• Exercise materials:
──────────────────────────────

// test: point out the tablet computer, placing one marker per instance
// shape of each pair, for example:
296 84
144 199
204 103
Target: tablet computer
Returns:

──────────────────────────────

• Goal of the exercise:
Extract every one of the rows above and copy each line verbatim, changing nothing.

• Answer in full:
// test: point out the tablet computer, placing one marker per instance
// shape of each pair, for example:
296 84
144 199
204 103
Target: tablet computer
Returns:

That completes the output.